Sole tra le ditaSono Ivana, da due anni convivo con il cancro che amo chiamare “il mio alieno”.

All’inizio non è stato facile giungere a una diagnosi. I miei sintomi spesso sono stati sottovalutati o scambiati per eccessivo stress. Da questo nasce la mia grande convinzione che è necessario ascoltarci, ascoltare il nostro corpo che ci parla, che ci dice cosa non va. Dobbiamo ascoltarci e prenderci seriamente e pretendere che chi per professione deve dare un nome a quel sentire ci ascolti e perda per noi del tempo.

Comunque, finalmente, dopo un tempo che ho vissuto come interminabile, ho effettuato una risonanza che mi diceva della presenza di secondarismi ossei. Mi è stato consegnato il referto cartaceo così, senza alcuna cura di che cosa quelle due semplici parole potevano significare per la mia vita e hanno significato.

Da questa mia esperienza nasce una seconda grande convinzione: chi fa diagnosi non deve assolutamente mai sottovalutare il dramma che delle semplici parole tecniche possono significare per la vita di chi se le ritrova scritte sulla propria pelle  e lo scopre così, senza alcun supporto, senza alcun sostegno, senza uno sguardo e una mano capaci di sorreggerti e di non lasciarti cadere nel vortice angoscioso che si viene a creare dentro di te nel leggerle e nel sentirle urlate dentro la testa.

Ho vissuto due giorni di angoscia non solo per me. Avevo paura di angosciare i miei cari, la mia famiglia, le mie figlie, il mio compagno. Tutto mi sembrava difficile  da dire, quasi mi sentivo in colpa. Dopo, soprattutto grazie al supporto e all’empatia di una delle mie sorelle sono riuscita a superare la paura di non avere più tempo, ma soprattutto il desiderio e bisogno di non perderne altro di importante. Ho liberato il mio cuore comunicando a tutti loro quanto stavo vivendo.

Non è stato semplice, non è semplice a momenti. Il percorso di cura è lungo, a volte mi sento indifesa e sola. Da tutto questo nasce un’altra mia convinzione, e non solo perchè qui con noi oggi c’è la psiconcologa.

Noi, i nostri famigliari e gli operatori che ci seguono, tutto abbiamo bisogno di questa figura importante che è lo psiconcologo. È necessario che non risulti irraggiungibile, sarebbe bello ce la ritrovassimo seduta accanto nelle sale d’attesa mentre aspettiamo di essere chiamate per la visita o per la terapia, sarebbe bello che ci aiutasse a ritrovare la serenità che la malattia ci toglie, che ci aiutasse a dire quanto viviamo dentro, quanto questo nuovo nostro essere “donne diversamente sane” ha bisogno di dire e che ci aiuti a stare accanto alle persone che amiamo senza temere di non esserne più all’altezza.

Ma è anche necessario che supporti le persone che con noi condividono questo percorso che tanto spesso si sentono spiazzate, insicure, impotenti. Non si può e non si deve lasciare al buon cuore di qualcuno quanto ci è dovuto, perchè attraversare questo tempo con serenità e con un buon supporto significa vivere pienamente, rispondere bene alle terapie, e non eccedere nell’uso di altri farmaci.

Ho una grande e profonda convinzione: di cancro si vive, il cancro entra a far parte della nostra vita, delle vite dei nostri famigliari. Occorre che tutto attorno a noi ci aiuti, ognuno per la sua parte, a fare in modo che questa vita col cancro sia sempre e comunque degna di essere vissuta.

→ **Il tuo obiettivo**
Rispondi alle domande sulla testimonianza di Ivana riportata sopra.
1. Con quale nome Ivana ama chiamare il proprio cancro?
2. Quale esame ha rivelato la presenza di secondarismi ossei?
3. Grazie al supporto e all'empatia di chi Ivana è riuscita a superare la paura di non avere più tempo?

→ **Estratti dei record**
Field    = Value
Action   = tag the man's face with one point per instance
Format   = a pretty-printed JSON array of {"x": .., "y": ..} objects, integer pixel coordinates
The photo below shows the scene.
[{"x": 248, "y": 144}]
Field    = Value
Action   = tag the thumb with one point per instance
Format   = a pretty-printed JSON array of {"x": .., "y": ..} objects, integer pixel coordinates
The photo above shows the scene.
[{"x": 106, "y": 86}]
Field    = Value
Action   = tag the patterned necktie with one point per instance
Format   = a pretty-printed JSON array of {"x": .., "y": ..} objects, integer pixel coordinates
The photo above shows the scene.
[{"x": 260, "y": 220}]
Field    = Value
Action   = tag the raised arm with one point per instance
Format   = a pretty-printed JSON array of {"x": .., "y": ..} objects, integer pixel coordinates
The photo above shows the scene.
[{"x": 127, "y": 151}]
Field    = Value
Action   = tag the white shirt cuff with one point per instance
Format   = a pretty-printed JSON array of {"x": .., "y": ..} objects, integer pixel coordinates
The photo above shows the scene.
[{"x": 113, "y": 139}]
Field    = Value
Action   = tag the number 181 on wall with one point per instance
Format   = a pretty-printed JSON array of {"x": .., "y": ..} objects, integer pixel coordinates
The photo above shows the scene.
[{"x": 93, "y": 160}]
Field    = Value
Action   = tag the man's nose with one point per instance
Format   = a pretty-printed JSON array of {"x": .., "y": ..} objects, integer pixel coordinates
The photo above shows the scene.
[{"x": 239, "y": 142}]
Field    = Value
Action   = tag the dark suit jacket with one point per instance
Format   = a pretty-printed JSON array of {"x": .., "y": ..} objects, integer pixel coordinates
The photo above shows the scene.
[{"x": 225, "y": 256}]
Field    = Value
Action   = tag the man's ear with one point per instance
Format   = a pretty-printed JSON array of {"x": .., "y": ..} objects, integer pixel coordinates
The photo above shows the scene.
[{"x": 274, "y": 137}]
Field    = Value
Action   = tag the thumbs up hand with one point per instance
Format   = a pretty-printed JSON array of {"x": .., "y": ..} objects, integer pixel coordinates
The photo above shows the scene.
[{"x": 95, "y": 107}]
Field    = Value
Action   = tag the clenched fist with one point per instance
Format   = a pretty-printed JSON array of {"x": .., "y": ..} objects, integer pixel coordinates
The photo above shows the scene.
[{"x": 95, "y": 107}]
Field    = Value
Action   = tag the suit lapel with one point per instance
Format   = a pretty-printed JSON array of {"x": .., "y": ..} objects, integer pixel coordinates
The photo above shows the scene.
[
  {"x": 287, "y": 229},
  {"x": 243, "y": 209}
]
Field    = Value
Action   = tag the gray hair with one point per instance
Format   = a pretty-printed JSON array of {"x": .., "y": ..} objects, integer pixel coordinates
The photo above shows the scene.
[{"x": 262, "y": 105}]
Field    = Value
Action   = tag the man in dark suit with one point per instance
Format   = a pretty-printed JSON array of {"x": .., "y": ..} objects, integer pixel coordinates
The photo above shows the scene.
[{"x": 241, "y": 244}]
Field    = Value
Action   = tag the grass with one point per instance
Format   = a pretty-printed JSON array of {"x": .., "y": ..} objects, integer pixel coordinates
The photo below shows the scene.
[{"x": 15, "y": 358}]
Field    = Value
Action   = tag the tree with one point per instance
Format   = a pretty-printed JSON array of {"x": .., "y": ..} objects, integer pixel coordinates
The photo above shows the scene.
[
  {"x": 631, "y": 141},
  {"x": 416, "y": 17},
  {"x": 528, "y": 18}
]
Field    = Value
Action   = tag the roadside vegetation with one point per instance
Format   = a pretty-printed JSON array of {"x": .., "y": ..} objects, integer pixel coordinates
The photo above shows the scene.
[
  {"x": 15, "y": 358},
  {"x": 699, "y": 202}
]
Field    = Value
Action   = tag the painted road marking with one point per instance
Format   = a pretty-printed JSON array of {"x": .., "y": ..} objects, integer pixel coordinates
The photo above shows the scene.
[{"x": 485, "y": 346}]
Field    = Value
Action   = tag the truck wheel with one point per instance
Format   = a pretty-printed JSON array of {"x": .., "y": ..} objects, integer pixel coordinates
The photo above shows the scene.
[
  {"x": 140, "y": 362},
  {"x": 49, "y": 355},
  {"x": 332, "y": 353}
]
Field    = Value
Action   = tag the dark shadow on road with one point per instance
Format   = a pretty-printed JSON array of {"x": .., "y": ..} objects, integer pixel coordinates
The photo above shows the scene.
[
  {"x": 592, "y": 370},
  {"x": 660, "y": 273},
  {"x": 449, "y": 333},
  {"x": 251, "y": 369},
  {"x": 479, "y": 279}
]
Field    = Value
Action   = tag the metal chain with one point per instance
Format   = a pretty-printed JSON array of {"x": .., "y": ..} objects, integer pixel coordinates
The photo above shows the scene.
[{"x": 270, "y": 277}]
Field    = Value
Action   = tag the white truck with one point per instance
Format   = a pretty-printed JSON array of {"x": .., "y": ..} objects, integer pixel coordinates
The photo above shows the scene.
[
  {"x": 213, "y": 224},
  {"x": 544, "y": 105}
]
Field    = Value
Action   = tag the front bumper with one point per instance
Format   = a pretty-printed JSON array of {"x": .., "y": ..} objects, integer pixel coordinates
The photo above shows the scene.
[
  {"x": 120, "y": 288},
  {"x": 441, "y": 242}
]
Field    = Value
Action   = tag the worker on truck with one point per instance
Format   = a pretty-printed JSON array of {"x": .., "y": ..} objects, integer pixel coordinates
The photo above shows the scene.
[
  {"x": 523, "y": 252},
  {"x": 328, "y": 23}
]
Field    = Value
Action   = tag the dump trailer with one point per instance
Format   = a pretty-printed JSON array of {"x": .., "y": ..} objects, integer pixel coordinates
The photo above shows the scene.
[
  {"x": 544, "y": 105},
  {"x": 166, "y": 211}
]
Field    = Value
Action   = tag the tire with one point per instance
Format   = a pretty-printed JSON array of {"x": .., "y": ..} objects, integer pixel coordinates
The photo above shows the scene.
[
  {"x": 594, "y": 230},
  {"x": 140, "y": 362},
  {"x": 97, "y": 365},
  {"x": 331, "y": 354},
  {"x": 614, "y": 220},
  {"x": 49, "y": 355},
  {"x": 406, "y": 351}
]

→ **Spazio risposta**
1. Lo chiama "il mio alieno".
2. Una risonanza.
3. Di una delle sue sorelle.